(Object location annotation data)
☆ ☆ ☆

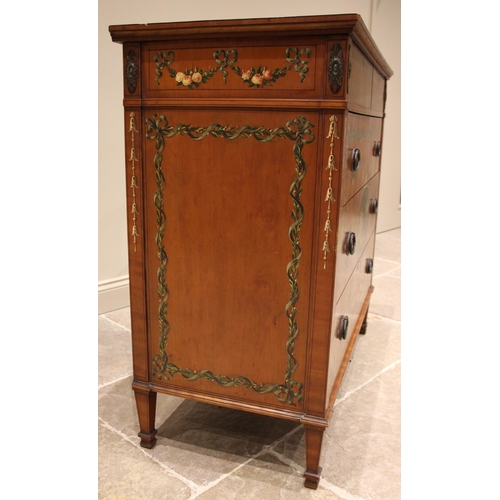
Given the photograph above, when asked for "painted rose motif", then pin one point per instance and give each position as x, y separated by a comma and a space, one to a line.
260, 77
257, 79
267, 74
192, 79
246, 74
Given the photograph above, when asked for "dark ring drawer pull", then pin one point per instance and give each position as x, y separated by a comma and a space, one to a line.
344, 325
356, 159
369, 266
350, 246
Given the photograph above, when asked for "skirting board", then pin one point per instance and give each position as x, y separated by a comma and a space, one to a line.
113, 294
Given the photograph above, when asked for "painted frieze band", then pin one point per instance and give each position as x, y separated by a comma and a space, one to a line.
259, 77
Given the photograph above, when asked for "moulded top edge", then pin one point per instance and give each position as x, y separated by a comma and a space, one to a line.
337, 24
234, 27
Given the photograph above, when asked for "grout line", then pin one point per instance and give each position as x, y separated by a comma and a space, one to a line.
387, 273
114, 322
167, 469
114, 381
388, 260
381, 316
340, 492
265, 449
350, 393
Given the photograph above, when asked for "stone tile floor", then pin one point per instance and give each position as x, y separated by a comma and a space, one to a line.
206, 452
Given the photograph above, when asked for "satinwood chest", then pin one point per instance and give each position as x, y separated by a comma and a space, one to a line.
252, 156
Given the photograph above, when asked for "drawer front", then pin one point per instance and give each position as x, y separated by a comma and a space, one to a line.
349, 305
233, 70
361, 159
356, 218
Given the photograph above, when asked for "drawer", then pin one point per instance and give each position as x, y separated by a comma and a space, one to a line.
361, 159
225, 69
349, 305
356, 217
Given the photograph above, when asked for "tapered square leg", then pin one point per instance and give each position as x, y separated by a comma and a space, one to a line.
146, 409
364, 325
314, 441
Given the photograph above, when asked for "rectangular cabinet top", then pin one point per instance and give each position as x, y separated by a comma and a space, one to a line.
330, 25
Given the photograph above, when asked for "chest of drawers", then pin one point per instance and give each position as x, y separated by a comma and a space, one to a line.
252, 153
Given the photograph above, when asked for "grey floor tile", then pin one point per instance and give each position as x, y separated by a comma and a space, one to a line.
386, 298
126, 473
208, 452
115, 351
362, 452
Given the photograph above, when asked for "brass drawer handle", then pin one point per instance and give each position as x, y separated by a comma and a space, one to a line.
356, 159
350, 244
344, 325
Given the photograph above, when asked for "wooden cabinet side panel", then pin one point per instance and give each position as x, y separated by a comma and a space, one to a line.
221, 221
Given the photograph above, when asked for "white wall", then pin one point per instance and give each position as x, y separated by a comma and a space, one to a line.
382, 18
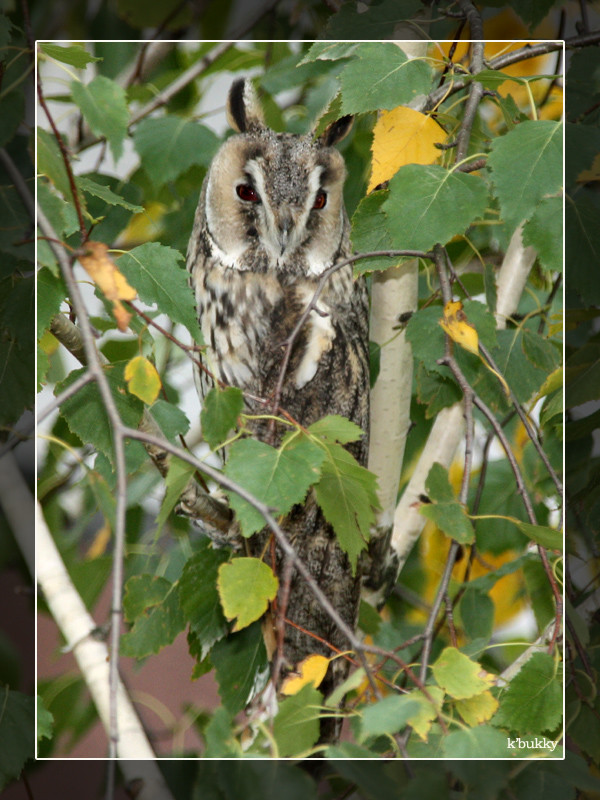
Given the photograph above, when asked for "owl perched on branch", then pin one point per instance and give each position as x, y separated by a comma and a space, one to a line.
270, 221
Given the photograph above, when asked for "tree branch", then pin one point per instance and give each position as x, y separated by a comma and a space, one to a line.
91, 654
394, 292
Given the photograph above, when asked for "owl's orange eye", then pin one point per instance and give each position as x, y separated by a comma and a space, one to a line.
320, 200
247, 193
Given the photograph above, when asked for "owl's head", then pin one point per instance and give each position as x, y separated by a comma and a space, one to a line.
275, 199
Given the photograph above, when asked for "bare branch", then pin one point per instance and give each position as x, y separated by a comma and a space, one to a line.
91, 654
94, 366
190, 74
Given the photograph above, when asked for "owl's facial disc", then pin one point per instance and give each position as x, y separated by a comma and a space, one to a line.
280, 211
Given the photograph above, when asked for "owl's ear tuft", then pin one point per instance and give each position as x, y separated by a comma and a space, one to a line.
244, 113
336, 131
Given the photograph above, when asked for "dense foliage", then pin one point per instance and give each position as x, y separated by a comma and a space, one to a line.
160, 600
184, 583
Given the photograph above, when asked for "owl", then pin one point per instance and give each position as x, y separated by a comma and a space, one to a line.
269, 221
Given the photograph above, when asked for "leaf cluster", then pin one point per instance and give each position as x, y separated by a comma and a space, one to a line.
138, 226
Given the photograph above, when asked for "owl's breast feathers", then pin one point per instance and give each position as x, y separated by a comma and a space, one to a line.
247, 318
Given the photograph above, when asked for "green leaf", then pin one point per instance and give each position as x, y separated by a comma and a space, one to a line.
155, 272
105, 193
430, 204
533, 701
199, 597
103, 103
51, 291
140, 14
17, 375
51, 164
330, 51
389, 715
531, 11
61, 215
526, 165
382, 76
6, 27
296, 726
75, 55
246, 587
154, 604
447, 513
171, 420
86, 416
458, 675
477, 614
220, 411
482, 742
17, 724
241, 667
347, 495
334, 428
479, 315
262, 779
544, 232
582, 245
13, 109
278, 478
375, 21
370, 231
45, 721
170, 145
426, 338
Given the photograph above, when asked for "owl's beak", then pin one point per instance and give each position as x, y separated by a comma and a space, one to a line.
284, 231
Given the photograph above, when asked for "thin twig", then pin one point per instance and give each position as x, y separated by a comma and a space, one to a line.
476, 88
531, 432
288, 551
96, 371
190, 74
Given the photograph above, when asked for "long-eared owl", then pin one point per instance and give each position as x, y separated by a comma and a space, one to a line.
270, 220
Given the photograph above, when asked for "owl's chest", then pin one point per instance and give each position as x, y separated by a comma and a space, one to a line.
246, 319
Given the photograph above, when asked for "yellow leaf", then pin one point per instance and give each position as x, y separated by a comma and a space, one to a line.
553, 381
403, 136
311, 670
142, 379
477, 709
459, 329
105, 274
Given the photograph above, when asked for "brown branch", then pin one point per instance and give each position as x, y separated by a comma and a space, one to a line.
19, 182
94, 366
531, 432
66, 160
194, 502
190, 74
476, 88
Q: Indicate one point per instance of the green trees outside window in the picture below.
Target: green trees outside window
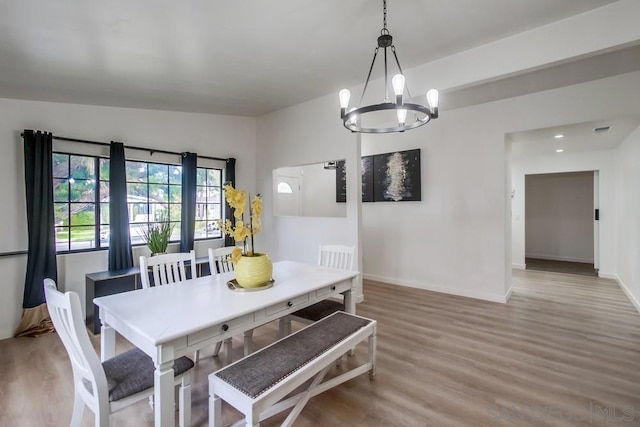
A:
(154, 191)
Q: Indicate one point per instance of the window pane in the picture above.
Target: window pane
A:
(104, 236)
(82, 167)
(82, 190)
(159, 211)
(200, 232)
(175, 234)
(62, 238)
(201, 211)
(136, 192)
(136, 171)
(175, 174)
(104, 169)
(104, 213)
(138, 212)
(213, 194)
(201, 176)
(60, 190)
(175, 193)
(201, 194)
(104, 192)
(174, 211)
(213, 177)
(61, 213)
(60, 165)
(213, 212)
(158, 174)
(158, 193)
(83, 237)
(83, 214)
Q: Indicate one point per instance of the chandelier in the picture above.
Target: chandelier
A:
(379, 118)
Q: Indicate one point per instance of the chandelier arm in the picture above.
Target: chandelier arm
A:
(393, 49)
(375, 53)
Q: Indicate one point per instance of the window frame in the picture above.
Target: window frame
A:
(98, 223)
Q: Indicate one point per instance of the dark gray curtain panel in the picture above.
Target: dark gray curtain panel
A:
(38, 178)
(188, 210)
(229, 176)
(120, 255)
(41, 253)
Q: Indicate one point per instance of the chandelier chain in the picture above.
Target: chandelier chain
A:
(384, 19)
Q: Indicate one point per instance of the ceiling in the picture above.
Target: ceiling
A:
(576, 138)
(245, 57)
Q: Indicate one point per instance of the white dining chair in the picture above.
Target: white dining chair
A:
(332, 256)
(115, 383)
(167, 268)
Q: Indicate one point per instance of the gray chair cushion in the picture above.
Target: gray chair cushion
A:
(132, 372)
(260, 371)
(319, 310)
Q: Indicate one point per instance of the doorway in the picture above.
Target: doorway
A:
(561, 230)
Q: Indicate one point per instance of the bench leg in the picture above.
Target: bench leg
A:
(228, 350)
(248, 338)
(216, 349)
(215, 407)
(372, 354)
(185, 400)
(304, 398)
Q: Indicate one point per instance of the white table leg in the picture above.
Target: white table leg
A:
(164, 395)
(349, 302)
(107, 342)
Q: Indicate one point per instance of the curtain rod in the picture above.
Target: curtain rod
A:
(106, 144)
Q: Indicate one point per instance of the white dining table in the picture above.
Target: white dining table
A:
(171, 321)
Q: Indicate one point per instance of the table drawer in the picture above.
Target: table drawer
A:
(294, 302)
(220, 329)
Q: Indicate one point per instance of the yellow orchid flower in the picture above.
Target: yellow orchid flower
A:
(236, 255)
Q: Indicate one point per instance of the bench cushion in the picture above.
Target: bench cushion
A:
(319, 310)
(132, 372)
(260, 371)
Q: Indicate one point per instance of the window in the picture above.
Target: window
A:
(208, 203)
(75, 201)
(154, 192)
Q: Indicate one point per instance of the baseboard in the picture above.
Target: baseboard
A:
(559, 258)
(626, 290)
(428, 287)
(507, 296)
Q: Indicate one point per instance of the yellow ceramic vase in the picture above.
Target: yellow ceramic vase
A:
(253, 271)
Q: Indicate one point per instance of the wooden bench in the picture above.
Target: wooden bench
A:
(256, 384)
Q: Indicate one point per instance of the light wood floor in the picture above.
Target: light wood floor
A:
(565, 351)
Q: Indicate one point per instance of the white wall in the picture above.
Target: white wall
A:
(601, 161)
(307, 133)
(628, 216)
(212, 135)
(455, 239)
(559, 216)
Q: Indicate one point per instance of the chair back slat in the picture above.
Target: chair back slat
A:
(66, 314)
(167, 268)
(337, 256)
(220, 260)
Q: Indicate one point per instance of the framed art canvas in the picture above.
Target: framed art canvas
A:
(396, 176)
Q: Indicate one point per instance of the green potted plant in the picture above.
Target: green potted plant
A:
(157, 236)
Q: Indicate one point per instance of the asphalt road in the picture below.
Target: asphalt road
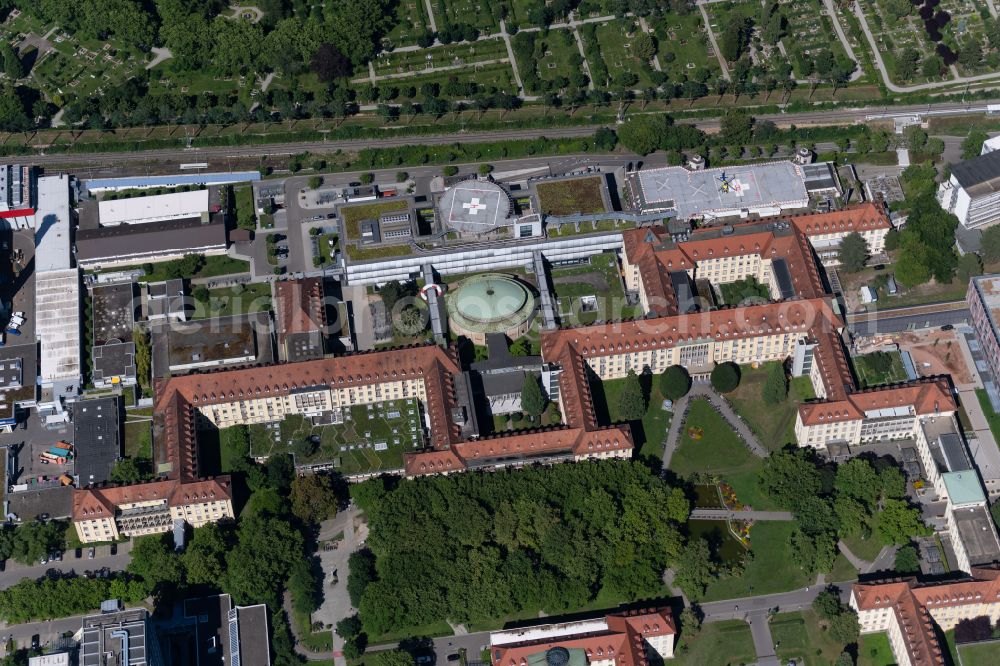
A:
(13, 572)
(888, 321)
(98, 160)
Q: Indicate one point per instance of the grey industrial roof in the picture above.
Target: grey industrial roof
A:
(57, 323)
(101, 639)
(954, 452)
(502, 383)
(681, 283)
(819, 176)
(52, 224)
(981, 173)
(115, 360)
(975, 528)
(217, 178)
(96, 438)
(474, 206)
(160, 237)
(113, 312)
(697, 193)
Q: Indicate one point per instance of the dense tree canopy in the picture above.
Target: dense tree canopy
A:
(480, 546)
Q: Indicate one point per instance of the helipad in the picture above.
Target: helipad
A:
(765, 189)
(475, 207)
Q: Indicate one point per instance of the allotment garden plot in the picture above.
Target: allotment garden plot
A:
(683, 45)
(356, 439)
(64, 66)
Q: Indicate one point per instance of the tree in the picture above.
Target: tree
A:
(898, 522)
(853, 252)
(972, 145)
(857, 479)
(313, 498)
(827, 603)
(844, 627)
(532, 399)
(644, 46)
(204, 557)
(969, 266)
(154, 560)
(126, 472)
(330, 64)
(725, 377)
(990, 244)
(694, 568)
(789, 478)
(675, 382)
(632, 401)
(12, 65)
(845, 659)
(907, 560)
(257, 567)
(393, 658)
(776, 385)
(642, 134)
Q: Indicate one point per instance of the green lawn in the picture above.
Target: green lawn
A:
(353, 215)
(771, 569)
(867, 549)
(980, 654)
(649, 438)
(867, 367)
(138, 439)
(719, 452)
(991, 417)
(563, 197)
(215, 266)
(874, 650)
(774, 425)
(351, 445)
(246, 211)
(799, 636)
(843, 570)
(719, 644)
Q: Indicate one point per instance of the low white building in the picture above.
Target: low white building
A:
(157, 208)
(972, 193)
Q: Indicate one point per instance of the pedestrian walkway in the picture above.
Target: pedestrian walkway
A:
(706, 392)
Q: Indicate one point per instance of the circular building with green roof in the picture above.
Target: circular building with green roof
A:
(490, 303)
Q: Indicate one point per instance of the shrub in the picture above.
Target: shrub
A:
(725, 377)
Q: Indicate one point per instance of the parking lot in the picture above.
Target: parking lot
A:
(17, 284)
(29, 440)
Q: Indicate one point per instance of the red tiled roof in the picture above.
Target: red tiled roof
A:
(178, 397)
(623, 641)
(94, 503)
(926, 396)
(666, 332)
(861, 217)
(911, 602)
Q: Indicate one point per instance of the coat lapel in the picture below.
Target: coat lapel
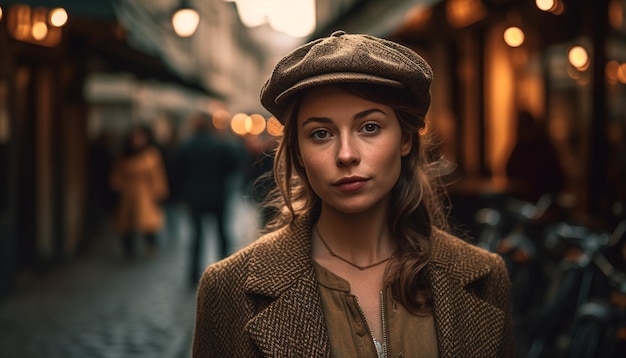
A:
(465, 323)
(292, 324)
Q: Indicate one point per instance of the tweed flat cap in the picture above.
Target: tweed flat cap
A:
(347, 58)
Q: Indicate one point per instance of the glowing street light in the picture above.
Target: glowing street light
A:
(58, 17)
(185, 21)
(514, 36)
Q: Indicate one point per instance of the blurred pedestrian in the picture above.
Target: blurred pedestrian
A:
(533, 167)
(202, 167)
(358, 262)
(139, 178)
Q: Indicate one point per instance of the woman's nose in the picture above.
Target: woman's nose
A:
(347, 153)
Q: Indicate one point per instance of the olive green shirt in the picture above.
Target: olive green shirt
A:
(408, 335)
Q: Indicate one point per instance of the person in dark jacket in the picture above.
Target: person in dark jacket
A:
(203, 166)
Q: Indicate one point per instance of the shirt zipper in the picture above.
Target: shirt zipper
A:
(383, 323)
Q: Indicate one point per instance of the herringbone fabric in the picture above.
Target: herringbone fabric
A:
(263, 301)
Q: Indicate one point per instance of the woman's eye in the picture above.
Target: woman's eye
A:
(320, 134)
(370, 128)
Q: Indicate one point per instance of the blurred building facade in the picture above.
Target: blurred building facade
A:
(118, 62)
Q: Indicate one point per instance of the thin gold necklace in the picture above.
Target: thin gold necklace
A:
(346, 261)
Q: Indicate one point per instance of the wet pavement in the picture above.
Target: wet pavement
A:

☆ ☆ ☆

▶ [Task statement]
Give again only the lines starting at the one that contains "Q: Indicate one point per instance of the herringbone" and running to the end of the data.

▶ [Response below]
Q: Indicate one point per instance of the herringbone fabric in the picture above.
Target: herringbone fabric
A:
(263, 301)
Q: Indicate one point per instance of the woman's eye in the picture above.
Target: woman's eye
A:
(320, 134)
(370, 128)
Q: Indicate one point per instance of the blurred building facade in the picture above.
Target: blurred building facade
A:
(118, 62)
Q: Indicate one point per instance of the thin gold necklace in the picture above.
Target: thin gold necklace
A:
(346, 261)
Q: Indicate one point per instance of the wet pavement in the picture above.
Target: wet pavement
A:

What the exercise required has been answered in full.